Source passage |
· · · · · · ·

The paper is arranged as follows. In Sect. 2, we introduce the Hamiltonian for the \({\bar{c}} {\bar{s}} q q\) system. With the quark model, we calculate the mass spectrum of the S-wave tetraquark states and present the results in Sect. 3. With the same quark–quark interaction, we investigate their strong decays into the \({\bar{D}}^{(*)} K^{(*)}\) channel using the quark-interchange model. The details are elaborated in Sect. 4. We give a summary in Sect. 5.

Table 1 The mass spectra of the mesons (in units of MeV) in the quark model. The experimental results are taken from Ref. [44]
Full size table

2 Hamiltonian

In a tetraquark state, the four-quark Hamiltonian reads

$$\begin{aligned} H= & {} \sum _{i=1}^{4}\frac{p_{j}^{2}}{2m_{j}}-T_G+\sum ^4_{i<j=1}V_{ij}+\sum _{j}m_{j}, \end{aligned}$$
(1)

· · · · · · ·

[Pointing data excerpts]
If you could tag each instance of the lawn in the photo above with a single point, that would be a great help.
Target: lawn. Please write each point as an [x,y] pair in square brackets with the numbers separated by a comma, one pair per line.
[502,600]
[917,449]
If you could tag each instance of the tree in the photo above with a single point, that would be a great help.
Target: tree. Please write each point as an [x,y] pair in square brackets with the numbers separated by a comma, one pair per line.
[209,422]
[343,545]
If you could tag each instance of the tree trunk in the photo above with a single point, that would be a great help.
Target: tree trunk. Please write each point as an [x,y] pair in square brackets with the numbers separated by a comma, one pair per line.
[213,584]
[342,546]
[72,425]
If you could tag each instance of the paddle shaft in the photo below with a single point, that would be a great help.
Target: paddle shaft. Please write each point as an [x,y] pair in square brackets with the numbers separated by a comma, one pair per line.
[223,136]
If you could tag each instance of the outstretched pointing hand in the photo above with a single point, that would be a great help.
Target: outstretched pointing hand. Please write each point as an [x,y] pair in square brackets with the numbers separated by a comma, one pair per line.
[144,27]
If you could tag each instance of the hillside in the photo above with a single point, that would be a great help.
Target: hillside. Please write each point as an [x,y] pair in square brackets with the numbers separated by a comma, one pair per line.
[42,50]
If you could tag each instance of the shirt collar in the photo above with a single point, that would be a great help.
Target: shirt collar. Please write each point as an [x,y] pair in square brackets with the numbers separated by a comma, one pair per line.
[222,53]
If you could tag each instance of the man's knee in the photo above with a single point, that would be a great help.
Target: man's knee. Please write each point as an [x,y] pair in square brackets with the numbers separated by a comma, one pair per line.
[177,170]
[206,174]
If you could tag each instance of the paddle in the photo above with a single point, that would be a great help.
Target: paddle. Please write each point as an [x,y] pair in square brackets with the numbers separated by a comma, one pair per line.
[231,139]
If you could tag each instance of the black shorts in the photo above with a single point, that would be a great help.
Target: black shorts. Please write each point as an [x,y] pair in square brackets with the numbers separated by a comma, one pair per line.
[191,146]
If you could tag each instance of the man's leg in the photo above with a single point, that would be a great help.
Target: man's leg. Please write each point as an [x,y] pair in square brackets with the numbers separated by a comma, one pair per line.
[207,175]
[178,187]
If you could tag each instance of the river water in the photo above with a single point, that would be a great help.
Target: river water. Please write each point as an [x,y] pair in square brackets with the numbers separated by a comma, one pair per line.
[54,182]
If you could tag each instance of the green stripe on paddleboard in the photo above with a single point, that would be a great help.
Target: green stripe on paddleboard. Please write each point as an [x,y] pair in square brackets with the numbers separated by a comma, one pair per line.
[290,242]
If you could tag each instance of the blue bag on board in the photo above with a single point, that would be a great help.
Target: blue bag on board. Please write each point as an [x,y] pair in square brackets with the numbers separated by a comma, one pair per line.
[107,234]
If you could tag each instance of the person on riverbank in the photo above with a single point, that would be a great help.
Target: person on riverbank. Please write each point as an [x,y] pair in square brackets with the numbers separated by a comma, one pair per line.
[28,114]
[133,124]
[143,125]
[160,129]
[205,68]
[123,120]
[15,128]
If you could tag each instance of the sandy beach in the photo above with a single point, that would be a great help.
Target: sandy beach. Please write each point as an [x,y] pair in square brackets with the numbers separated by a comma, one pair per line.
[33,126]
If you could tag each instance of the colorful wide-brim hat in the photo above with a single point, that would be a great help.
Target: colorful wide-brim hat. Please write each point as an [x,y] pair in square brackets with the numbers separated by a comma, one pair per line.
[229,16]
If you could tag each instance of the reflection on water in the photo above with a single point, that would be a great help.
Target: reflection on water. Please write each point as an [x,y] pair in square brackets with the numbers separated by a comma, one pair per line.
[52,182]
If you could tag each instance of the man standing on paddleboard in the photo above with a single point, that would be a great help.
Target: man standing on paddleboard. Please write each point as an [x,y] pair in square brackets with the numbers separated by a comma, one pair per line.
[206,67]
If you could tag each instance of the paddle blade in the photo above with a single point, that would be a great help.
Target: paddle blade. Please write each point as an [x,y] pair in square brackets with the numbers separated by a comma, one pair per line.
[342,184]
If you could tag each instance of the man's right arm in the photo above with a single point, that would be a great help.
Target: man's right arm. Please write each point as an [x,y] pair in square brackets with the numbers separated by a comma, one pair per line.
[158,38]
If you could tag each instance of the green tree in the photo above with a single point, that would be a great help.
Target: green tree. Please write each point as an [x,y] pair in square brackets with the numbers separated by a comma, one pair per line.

· · · · · · ·

Exercise aim | Extract the stretch of the tetraquark passage from "The paper is" through "summary in Sect. 5.".

Result of this task |
The paper is arranged as follows. In Sect. 2, we introduce the Hamiltonian for the \({\bar{c}} {\bar{s}} q q\) system. With the quark model, we calculate the mass spectrum of the S-wave tetraquark states and present the results in Sect. 3. With the same quark–quark interaction, we investigate their strong decays into the \({\bar{D}}^{(*)} K^{(*)}\) channel using the quark-interchange model. The details are elaborated in Sect. 4. We give a summary in Sect. 5.